◆ Task to complete: Would you retype all of these records exactly?

◆ Data to process:
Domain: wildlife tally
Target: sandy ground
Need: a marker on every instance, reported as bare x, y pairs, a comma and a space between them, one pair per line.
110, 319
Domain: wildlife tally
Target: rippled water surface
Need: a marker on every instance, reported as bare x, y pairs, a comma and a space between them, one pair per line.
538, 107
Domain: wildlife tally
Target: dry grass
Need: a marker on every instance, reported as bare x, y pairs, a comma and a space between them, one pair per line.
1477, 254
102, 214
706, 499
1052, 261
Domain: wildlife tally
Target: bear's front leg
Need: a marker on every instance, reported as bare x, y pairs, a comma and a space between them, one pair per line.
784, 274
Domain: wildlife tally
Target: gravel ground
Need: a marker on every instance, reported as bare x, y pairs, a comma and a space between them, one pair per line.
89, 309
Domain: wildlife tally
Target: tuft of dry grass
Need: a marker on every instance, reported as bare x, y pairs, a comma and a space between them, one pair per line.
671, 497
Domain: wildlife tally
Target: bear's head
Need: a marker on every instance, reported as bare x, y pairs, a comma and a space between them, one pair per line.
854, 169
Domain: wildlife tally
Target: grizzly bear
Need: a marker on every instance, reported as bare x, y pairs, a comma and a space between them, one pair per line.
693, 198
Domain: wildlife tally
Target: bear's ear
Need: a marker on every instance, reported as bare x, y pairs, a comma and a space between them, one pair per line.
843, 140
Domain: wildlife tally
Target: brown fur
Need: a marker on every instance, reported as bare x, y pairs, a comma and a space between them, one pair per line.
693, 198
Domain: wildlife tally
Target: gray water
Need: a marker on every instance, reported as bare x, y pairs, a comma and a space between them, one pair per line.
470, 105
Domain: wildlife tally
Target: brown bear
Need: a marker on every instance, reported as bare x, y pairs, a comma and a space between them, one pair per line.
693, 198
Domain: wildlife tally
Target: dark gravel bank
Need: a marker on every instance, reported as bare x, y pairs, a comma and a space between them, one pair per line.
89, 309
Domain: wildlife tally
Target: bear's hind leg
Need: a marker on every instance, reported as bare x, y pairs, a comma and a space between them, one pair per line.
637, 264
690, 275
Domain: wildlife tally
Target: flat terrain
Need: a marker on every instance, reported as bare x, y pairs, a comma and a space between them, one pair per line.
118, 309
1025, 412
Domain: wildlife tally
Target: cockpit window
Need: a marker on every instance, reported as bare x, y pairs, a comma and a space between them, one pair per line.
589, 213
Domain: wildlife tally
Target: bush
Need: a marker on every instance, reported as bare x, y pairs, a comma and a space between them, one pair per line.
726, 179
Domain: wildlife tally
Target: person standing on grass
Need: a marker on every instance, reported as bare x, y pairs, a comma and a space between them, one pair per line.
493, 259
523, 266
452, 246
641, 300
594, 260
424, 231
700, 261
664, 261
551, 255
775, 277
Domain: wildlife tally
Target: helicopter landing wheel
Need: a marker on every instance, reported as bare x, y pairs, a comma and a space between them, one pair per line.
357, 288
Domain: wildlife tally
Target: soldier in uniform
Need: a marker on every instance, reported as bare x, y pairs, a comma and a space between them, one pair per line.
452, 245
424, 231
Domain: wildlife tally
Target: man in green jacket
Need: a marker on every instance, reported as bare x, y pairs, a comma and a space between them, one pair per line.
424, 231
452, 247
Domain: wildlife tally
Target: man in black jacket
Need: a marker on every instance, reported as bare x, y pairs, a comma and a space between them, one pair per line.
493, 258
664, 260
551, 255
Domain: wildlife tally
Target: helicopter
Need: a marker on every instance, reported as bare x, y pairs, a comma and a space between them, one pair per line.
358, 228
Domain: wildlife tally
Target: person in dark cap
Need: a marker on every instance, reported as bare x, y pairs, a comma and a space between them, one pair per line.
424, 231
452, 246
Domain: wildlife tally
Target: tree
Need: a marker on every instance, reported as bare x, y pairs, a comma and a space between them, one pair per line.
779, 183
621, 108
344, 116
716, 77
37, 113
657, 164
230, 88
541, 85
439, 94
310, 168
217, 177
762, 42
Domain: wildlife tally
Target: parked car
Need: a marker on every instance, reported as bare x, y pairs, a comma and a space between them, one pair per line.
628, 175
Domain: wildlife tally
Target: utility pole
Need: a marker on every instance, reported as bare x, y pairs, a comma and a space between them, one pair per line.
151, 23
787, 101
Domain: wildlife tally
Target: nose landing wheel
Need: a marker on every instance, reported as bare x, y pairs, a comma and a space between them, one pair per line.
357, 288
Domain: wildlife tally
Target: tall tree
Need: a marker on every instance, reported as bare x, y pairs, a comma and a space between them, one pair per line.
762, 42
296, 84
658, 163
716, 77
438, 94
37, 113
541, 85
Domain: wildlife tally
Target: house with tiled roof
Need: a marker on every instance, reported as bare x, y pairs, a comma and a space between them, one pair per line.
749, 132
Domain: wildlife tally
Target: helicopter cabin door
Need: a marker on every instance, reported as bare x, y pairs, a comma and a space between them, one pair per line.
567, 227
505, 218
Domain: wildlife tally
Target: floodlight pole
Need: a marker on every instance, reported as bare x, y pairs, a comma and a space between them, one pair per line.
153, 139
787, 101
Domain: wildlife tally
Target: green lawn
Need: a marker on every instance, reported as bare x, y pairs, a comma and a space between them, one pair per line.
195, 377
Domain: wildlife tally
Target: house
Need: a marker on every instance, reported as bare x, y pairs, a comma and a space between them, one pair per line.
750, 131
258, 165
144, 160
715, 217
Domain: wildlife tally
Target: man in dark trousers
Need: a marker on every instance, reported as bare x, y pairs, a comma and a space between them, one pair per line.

◆ Output for this exercise:
Domain: wildlife tally
Target: sandy ground
Need: a marker on every instance, reported as bare x, y pairs, a comma and a space between them, one pair per line.
110, 319
Domain: wildlife tally
Target: rippled water surface
Need: a marker on every instance, reported as bare x, y pairs, a comma and a space between them, one pair per line.
538, 107
Domain: wildlife tally
Target: dry grass
Need: a marker on every instance, reported as bare x, y pairs, a comma and a space between them, one pair per line.
1477, 254
102, 214
706, 499
1052, 261
Domain: wildlife tally
Target: bear's front leg
Need: a marker on every instance, reported as bare x, y pairs, a comma and a space between them, one pair per line.
784, 274
Domain: wildlife tally
Target: gravel ground
Need: a marker on every instance, reported as bare x, y pairs, a comma and a space between them, one pair per line.
89, 309
Domain: wildlife tally
Target: tuft of dry grass
Need: a marker on every instance, reported as bare x, y pairs, a comma and a space between them, one pair per line.
671, 497
Domain: wildlife tally
Target: bear's head
Need: a marker on every instance, reported as bare x, y pairs, a comma and a space between them, one pair per line.
854, 169
Domain: wildlife tally
Target: grizzly bear
Need: a marker on every instance, reported as bare x, y pairs, a comma and a space between them, one pair per line.
693, 198
Domain: wildlife tally
Target: bear's ear
Need: a marker on every instance, reported as bare x, y pairs, a comma and a space between them, one pair per line.
843, 140
Domain: wildlife tally
Target: brown fur
Need: a marker on every instance, reported as bare x, y pairs, a comma and a space between them, one pair per line.
693, 198
Domain: wildlife tally
Target: gray water
Need: a marker on every instance, reported as bare x, y pairs, a comma and a space between them, one pair per line.
470, 105
Domain: wildlife tally
Target: brown bear
Need: a marker on every instance, reported as bare x, y pairs, a comma and a space between them, one pair per line.
693, 198
Domain: wildlife tally
Target: dark gravel bank
Need: a marker on every instance, reported as bare x, y pairs, a comma and a space between them, one pair per line.
89, 309
Domain: wildlife tally
Target: bear's hind leg
Need: a marker on every instance, reported as bare x, y pairs, a comma and a space between them, one pair per line.
637, 264
690, 275
Domain: wildlife tally
Target: flat terrain
Need: a marker on every instance, reported as bare x, y pairs, a comma and a space between them, one pair per line.
118, 309
1025, 412
Domain: wildlife tally
Target: cockpit window
Need: a marker on every instance, reported as bare x, y pairs, a comma and a space between them, one pair per line.
589, 213
Domain: wildlife tally
Target: bush
Need: a marker on every instance, reported as bare x, y pairs, a comma and a space between them, one pair per line.
726, 179
Domain: wildlife tally
Target: person standing on grass
Need: a marker on every instance, reported as bare x, y pairs, a comma and a space between them, one pair per line.
493, 259
523, 266
452, 246
641, 300
594, 260
424, 231
700, 261
664, 261
551, 255
775, 277
Domain: wildlife tally
Target: helicopter landing wheel
Need: a marker on every instance, reported as bare x, y pairs, a comma and a space between them, one pair per line.
357, 288
Domain: wildlife tally
Target: soldier in uniform
Need: a marker on every instance, reported as bare x, y pairs, a comma and a space between them, one pair per line.
452, 245
424, 231
Domain: wildlife tally
Target: man in green jacket
Need: a marker on every instance, reported as bare x, y pairs, a comma and a space between them, one pair per line.
424, 231
452, 247
Domain: wildlife tally
Target: man in black jacket
Need: a marker on every instance, reported as bare x, y pairs, a comma and a space between them, one pair per line.
493, 258
664, 260
551, 255
Domain: wildlife tally
Target: helicopter
Need: a marker on every instance, reported as bare x, y pairs, a comma and a space between them, one pair per line.
358, 228
Domain: wildlife tally
Target: person in dark cap
Need: a marker on every instance, reported as bare x, y pairs, a comma and a space between them, one pair per line.
424, 231
452, 246
Domain: wildlife tally
Target: tree
Need: a marker on every instance, reported as bare x, y pairs, a comma and a space between them, one pair per line.
779, 183
621, 108
344, 116
716, 77
37, 113
657, 164
230, 88
541, 85
439, 94
310, 168
217, 177
762, 42
Domain: wildlife tally
Target: parked car
Need: a marker on every instance, reported as bare x, y pairs, a comma and a space between them, one pair per line.
628, 175
Domain: wildlife tally
Target: utility pole
Need: a marker on every instance, reported as bare x, y pairs, a comma and a space between them, one pair per line.
151, 23
787, 101
Domain: wildlife tally
Target: nose landing wheel
Need: a marker on every instance, reported as bare x, y pairs, a comma and a space between them, one pair per line.
357, 288
Domain: wildlife tally
Target: tall tree
Need: a marker on every instance, reported as bare x, y pairs, a comma and a space between them, one pair per line.
762, 42
296, 84
658, 163
716, 77
438, 94
37, 113
541, 85
Domain: wildlife tally
Target: house with tiled roof
Need: a marker on every instance, reported as bare x, y pairs, a comma and a space between them, one pair per line.
749, 132
Domain: wildlife tally
Target: helicopter cabin door
Need: a marker on every instance, reported as bare x, y pairs, a comma and a space between them, one pair per line.
567, 227
505, 218
Domain: wildlife tally
Target: floodlight pole
Need: a marker on every instance, reported as bare x, y pairs, a comma and a space between them, one pair per line.
153, 139
787, 101
Domain: wildlife tally
Target: green lawn
Need: a marker on every instance, reported as bare x, y pairs, a comma and a space between them, one pair per line.
195, 377
Domain: wildlife tally
Target: house
Need: a marker on every instance, reported as bare x, y pairs, a comma and a space between them, one pair per line.
750, 131
258, 165
144, 160
715, 217
Domain: wildlife tally
Target: man in dark trousers
Need: a marker on every instance, reported as bare x, y pairs, a comma and a space between them, one pair per line.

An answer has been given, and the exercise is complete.